◆ Your task: Convert the lines below into a numbered list, starting with the line that contains "Objective: one point per instance of the vertical" and continuing through the last line, skipping blank lines. Leave the pictures out of your list.

(Source records)
########################################

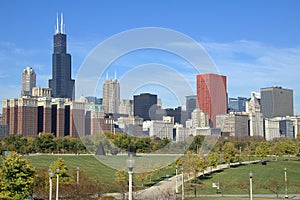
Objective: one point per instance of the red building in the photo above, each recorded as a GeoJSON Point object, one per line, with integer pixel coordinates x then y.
{"type": "Point", "coordinates": [212, 95]}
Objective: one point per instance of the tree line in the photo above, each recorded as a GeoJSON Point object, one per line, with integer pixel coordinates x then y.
{"type": "Point", "coordinates": [43, 143]}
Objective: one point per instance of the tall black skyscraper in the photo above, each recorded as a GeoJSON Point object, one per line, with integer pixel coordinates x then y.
{"type": "Point", "coordinates": [144, 105]}
{"type": "Point", "coordinates": [62, 84]}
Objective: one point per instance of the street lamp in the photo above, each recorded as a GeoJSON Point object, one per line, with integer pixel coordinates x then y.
{"type": "Point", "coordinates": [182, 186]}
{"type": "Point", "coordinates": [77, 180]}
{"type": "Point", "coordinates": [176, 190]}
{"type": "Point", "coordinates": [50, 183]}
{"type": "Point", "coordinates": [250, 176]}
{"type": "Point", "coordinates": [57, 182]}
{"type": "Point", "coordinates": [285, 182]}
{"type": "Point", "coordinates": [130, 163]}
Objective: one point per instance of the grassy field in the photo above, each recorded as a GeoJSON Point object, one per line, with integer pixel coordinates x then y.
{"type": "Point", "coordinates": [236, 180]}
{"type": "Point", "coordinates": [232, 181]}
{"type": "Point", "coordinates": [97, 168]}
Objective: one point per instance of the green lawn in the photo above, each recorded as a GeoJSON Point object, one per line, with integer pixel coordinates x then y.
{"type": "Point", "coordinates": [236, 180]}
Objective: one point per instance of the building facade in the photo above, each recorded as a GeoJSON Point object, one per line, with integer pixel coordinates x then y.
{"type": "Point", "coordinates": [191, 104]}
{"type": "Point", "coordinates": [256, 120]}
{"type": "Point", "coordinates": [111, 96]}
{"type": "Point", "coordinates": [276, 102]}
{"type": "Point", "coordinates": [234, 124]}
{"type": "Point", "coordinates": [212, 95]}
{"type": "Point", "coordinates": [28, 81]}
{"type": "Point", "coordinates": [145, 106]}
{"type": "Point", "coordinates": [62, 84]}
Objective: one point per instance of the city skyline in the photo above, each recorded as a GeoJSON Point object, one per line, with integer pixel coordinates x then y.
{"type": "Point", "coordinates": [252, 51]}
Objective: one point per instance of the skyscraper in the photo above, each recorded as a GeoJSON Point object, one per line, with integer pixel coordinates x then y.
{"type": "Point", "coordinates": [145, 106]}
{"type": "Point", "coordinates": [28, 81]}
{"type": "Point", "coordinates": [276, 102]}
{"type": "Point", "coordinates": [62, 84]}
{"type": "Point", "coordinates": [191, 104]}
{"type": "Point", "coordinates": [111, 96]}
{"type": "Point", "coordinates": [212, 95]}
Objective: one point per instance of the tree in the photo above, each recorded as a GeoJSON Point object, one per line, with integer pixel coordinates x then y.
{"type": "Point", "coordinates": [63, 169]}
{"type": "Point", "coordinates": [229, 152]}
{"type": "Point", "coordinates": [16, 177]}
{"type": "Point", "coordinates": [262, 149]}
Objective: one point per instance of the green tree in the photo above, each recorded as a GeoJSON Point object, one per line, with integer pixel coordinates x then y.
{"type": "Point", "coordinates": [63, 169]}
{"type": "Point", "coordinates": [262, 149]}
{"type": "Point", "coordinates": [16, 177]}
{"type": "Point", "coordinates": [229, 152]}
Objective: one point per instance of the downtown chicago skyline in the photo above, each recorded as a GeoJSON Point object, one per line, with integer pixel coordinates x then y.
{"type": "Point", "coordinates": [244, 52]}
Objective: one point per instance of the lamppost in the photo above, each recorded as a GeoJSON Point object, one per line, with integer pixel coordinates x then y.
{"type": "Point", "coordinates": [50, 183]}
{"type": "Point", "coordinates": [57, 182]}
{"type": "Point", "coordinates": [182, 197]}
{"type": "Point", "coordinates": [130, 163]}
{"type": "Point", "coordinates": [285, 182]}
{"type": "Point", "coordinates": [176, 190]}
{"type": "Point", "coordinates": [250, 176]}
{"type": "Point", "coordinates": [77, 180]}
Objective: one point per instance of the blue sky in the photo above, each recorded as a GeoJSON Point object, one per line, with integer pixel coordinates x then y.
{"type": "Point", "coordinates": [254, 43]}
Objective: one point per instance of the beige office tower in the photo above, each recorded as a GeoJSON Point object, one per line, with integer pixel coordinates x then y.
{"type": "Point", "coordinates": [111, 95]}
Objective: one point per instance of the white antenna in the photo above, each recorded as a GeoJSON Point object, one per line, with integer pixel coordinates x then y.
{"type": "Point", "coordinates": [61, 23]}
{"type": "Point", "coordinates": [56, 29]}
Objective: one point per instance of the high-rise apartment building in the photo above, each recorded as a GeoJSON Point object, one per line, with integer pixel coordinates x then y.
{"type": "Point", "coordinates": [145, 106]}
{"type": "Point", "coordinates": [276, 102]}
{"type": "Point", "coordinates": [111, 96]}
{"type": "Point", "coordinates": [28, 81]}
{"type": "Point", "coordinates": [62, 84]}
{"type": "Point", "coordinates": [212, 95]}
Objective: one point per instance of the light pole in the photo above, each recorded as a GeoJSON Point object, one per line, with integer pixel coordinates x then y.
{"type": "Point", "coordinates": [57, 182]}
{"type": "Point", "coordinates": [77, 180]}
{"type": "Point", "coordinates": [50, 183]}
{"type": "Point", "coordinates": [250, 176]}
{"type": "Point", "coordinates": [285, 182]}
{"type": "Point", "coordinates": [130, 164]}
{"type": "Point", "coordinates": [176, 190]}
{"type": "Point", "coordinates": [182, 184]}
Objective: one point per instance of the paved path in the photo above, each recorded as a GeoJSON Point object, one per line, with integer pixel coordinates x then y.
{"type": "Point", "coordinates": [166, 189]}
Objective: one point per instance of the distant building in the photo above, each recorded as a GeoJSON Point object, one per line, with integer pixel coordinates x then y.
{"type": "Point", "coordinates": [31, 116]}
{"type": "Point", "coordinates": [212, 95]}
{"type": "Point", "coordinates": [3, 131]}
{"type": "Point", "coordinates": [62, 84]}
{"type": "Point", "coordinates": [296, 124]}
{"type": "Point", "coordinates": [160, 129]}
{"type": "Point", "coordinates": [92, 99]}
{"type": "Point", "coordinates": [191, 104]}
{"type": "Point", "coordinates": [286, 128]}
{"type": "Point", "coordinates": [111, 96]}
{"type": "Point", "coordinates": [256, 120]}
{"type": "Point", "coordinates": [41, 92]}
{"type": "Point", "coordinates": [145, 106]}
{"type": "Point", "coordinates": [126, 107]}
{"type": "Point", "coordinates": [276, 102]}
{"type": "Point", "coordinates": [28, 81]}
{"type": "Point", "coordinates": [272, 130]}
{"type": "Point", "coordinates": [235, 124]}
{"type": "Point", "coordinates": [237, 104]}
{"type": "Point", "coordinates": [176, 113]}
{"type": "Point", "coordinates": [199, 119]}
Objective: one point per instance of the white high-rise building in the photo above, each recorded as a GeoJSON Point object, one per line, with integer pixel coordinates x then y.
{"type": "Point", "coordinates": [111, 96]}
{"type": "Point", "coordinates": [28, 81]}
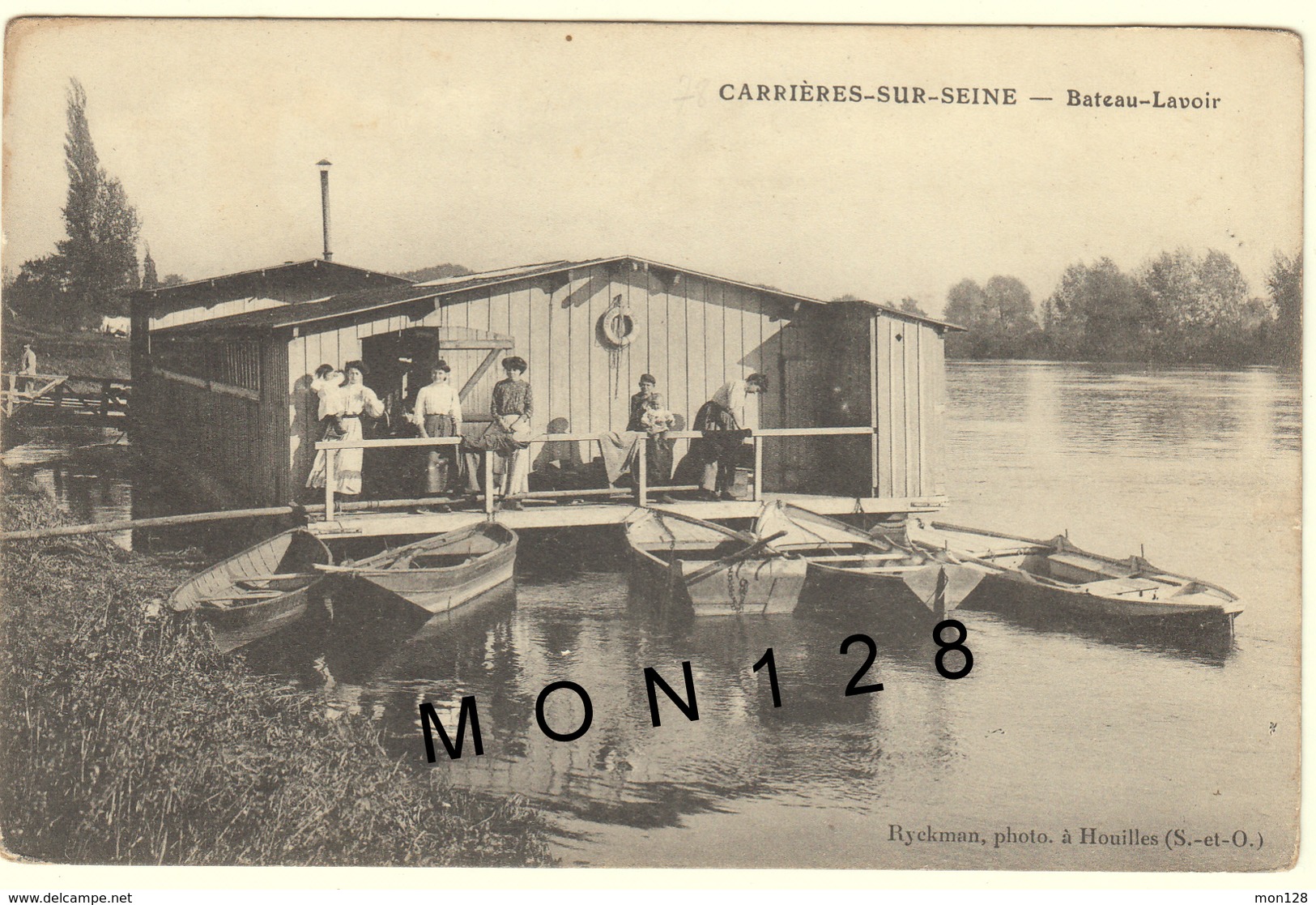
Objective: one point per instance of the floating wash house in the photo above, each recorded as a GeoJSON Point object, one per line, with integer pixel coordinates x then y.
{"type": "Point", "coordinates": [850, 423]}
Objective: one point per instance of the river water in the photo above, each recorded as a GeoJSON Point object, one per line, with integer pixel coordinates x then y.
{"type": "Point", "coordinates": [1052, 732]}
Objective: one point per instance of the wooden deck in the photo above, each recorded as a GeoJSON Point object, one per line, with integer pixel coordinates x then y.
{"type": "Point", "coordinates": [561, 515]}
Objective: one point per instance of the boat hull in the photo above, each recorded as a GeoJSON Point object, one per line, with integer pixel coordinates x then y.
{"type": "Point", "coordinates": [1054, 581]}
{"type": "Point", "coordinates": [882, 597]}
{"type": "Point", "coordinates": [852, 574]}
{"type": "Point", "coordinates": [1017, 597]}
{"type": "Point", "coordinates": [233, 629]}
{"type": "Point", "coordinates": [449, 593]}
{"type": "Point", "coordinates": [217, 598]}
{"type": "Point", "coordinates": [484, 559]}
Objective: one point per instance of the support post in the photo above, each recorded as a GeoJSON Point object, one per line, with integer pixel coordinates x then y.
{"type": "Point", "coordinates": [330, 460]}
{"type": "Point", "coordinates": [488, 482]}
{"type": "Point", "coordinates": [758, 468]}
{"type": "Point", "coordinates": [642, 476]}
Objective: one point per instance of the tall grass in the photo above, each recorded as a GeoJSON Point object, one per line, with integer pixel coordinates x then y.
{"type": "Point", "coordinates": [126, 738]}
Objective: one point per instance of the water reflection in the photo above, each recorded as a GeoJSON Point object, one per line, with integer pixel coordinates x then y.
{"type": "Point", "coordinates": [86, 471]}
{"type": "Point", "coordinates": [1056, 721]}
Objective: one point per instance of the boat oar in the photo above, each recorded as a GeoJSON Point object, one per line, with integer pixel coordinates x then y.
{"type": "Point", "coordinates": [735, 557]}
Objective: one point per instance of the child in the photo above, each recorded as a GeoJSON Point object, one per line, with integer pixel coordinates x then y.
{"type": "Point", "coordinates": [656, 419]}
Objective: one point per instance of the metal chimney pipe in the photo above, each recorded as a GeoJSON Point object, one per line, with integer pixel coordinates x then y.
{"type": "Point", "coordinates": [324, 203]}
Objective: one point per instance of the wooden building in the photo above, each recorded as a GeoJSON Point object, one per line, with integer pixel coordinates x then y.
{"type": "Point", "coordinates": [223, 368]}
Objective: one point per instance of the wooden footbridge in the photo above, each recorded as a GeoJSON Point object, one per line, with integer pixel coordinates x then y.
{"type": "Point", "coordinates": [65, 399]}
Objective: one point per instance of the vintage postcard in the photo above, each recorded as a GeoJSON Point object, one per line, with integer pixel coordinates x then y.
{"type": "Point", "coordinates": [652, 446]}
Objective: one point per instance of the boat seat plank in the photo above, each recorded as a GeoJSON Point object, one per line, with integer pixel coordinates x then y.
{"type": "Point", "coordinates": [246, 596]}
{"type": "Point", "coordinates": [1112, 587]}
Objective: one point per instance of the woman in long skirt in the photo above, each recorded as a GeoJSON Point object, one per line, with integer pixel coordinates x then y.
{"type": "Point", "coordinates": [347, 404]}
{"type": "Point", "coordinates": [438, 414]}
{"type": "Point", "coordinates": [512, 408]}
{"type": "Point", "coordinates": [722, 419]}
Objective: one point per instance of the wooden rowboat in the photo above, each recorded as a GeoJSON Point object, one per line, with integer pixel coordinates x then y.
{"type": "Point", "coordinates": [709, 570]}
{"type": "Point", "coordinates": [441, 572]}
{"type": "Point", "coordinates": [849, 570]}
{"type": "Point", "coordinates": [1037, 577]}
{"type": "Point", "coordinates": [257, 591]}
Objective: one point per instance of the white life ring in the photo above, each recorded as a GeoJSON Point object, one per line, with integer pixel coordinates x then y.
{"type": "Point", "coordinates": [617, 326]}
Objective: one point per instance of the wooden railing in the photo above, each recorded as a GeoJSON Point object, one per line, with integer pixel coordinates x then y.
{"type": "Point", "coordinates": [640, 468]}
{"type": "Point", "coordinates": [61, 394]}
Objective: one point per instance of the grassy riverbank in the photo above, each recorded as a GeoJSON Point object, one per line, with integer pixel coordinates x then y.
{"type": "Point", "coordinates": [126, 738]}
{"type": "Point", "coordinates": [69, 352]}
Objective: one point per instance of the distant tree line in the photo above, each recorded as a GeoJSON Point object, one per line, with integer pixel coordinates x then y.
{"type": "Point", "coordinates": [1177, 309]}
{"type": "Point", "coordinates": [95, 265]}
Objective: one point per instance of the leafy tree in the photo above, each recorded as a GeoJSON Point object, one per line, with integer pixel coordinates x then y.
{"type": "Point", "coordinates": [999, 318]}
{"type": "Point", "coordinates": [149, 278]}
{"type": "Point", "coordinates": [1095, 313]}
{"type": "Point", "coordinates": [1198, 309]}
{"type": "Point", "coordinates": [95, 267]}
{"type": "Point", "coordinates": [1284, 282]}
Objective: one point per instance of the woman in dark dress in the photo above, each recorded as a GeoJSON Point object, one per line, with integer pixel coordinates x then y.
{"type": "Point", "coordinates": [509, 433]}
{"type": "Point", "coordinates": [722, 419]}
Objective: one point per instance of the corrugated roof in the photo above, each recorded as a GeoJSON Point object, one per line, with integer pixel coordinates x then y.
{"type": "Point", "coordinates": [265, 271]}
{"type": "Point", "coordinates": [362, 301]}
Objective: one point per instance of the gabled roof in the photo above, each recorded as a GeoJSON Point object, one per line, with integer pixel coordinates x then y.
{"type": "Point", "coordinates": [287, 267]}
{"type": "Point", "coordinates": [372, 299]}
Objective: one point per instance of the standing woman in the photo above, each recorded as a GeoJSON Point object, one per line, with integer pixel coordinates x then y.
{"type": "Point", "coordinates": [512, 408]}
{"type": "Point", "coordinates": [351, 401]}
{"type": "Point", "coordinates": [726, 412]}
{"type": "Point", "coordinates": [438, 414]}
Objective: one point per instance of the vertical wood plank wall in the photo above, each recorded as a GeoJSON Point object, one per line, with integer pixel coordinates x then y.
{"type": "Point", "coordinates": [692, 335]}
{"type": "Point", "coordinates": [909, 380]}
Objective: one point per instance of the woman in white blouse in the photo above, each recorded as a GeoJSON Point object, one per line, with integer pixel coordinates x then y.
{"type": "Point", "coordinates": [438, 414]}
{"type": "Point", "coordinates": [347, 406]}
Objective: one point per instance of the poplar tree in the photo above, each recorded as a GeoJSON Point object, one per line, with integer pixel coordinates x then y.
{"type": "Point", "coordinates": [99, 257]}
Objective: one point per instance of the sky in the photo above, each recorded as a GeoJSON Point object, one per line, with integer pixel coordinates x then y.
{"type": "Point", "coordinates": [495, 144]}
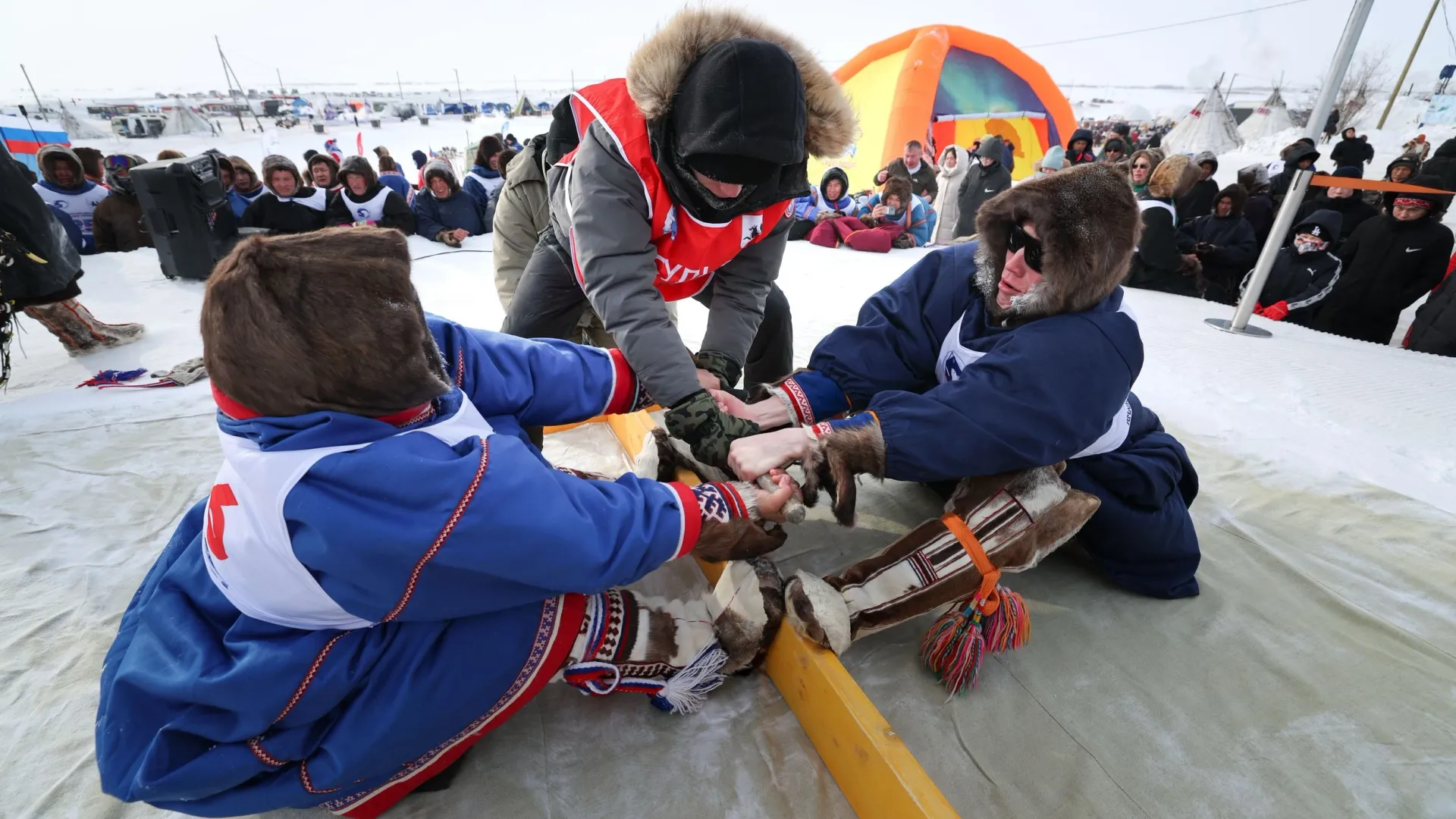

########################################

◆ Solution to this problem:
1. Objective: one point per instance of the vertical wood plank wall in the photo above, each recorded as a GeoJSON Point object, one per line, with integer pixel coordinates x then y.
2. {"type": "Point", "coordinates": [692, 335]}
3. {"type": "Point", "coordinates": [909, 380]}
4. Objective: one point per instance of the woman in white blouse in the photo above, each recorded as a GeoJSON Point object, one per line, with integer pixel coordinates x then y.
5. {"type": "Point", "coordinates": [438, 414]}
6. {"type": "Point", "coordinates": [347, 406]}
7. Objective: one point per instance of the poplar tree in the photo above, each recorded as a GeoJSON Point object, one per line, with integer pixel coordinates x then y.
8. {"type": "Point", "coordinates": [99, 257]}
9. Objective: one point per instance of the sky in the photo above, each recorded as a GeoJSON Point object, one per line, with integer pixel coordinates x then y.
10. {"type": "Point", "coordinates": [495, 144]}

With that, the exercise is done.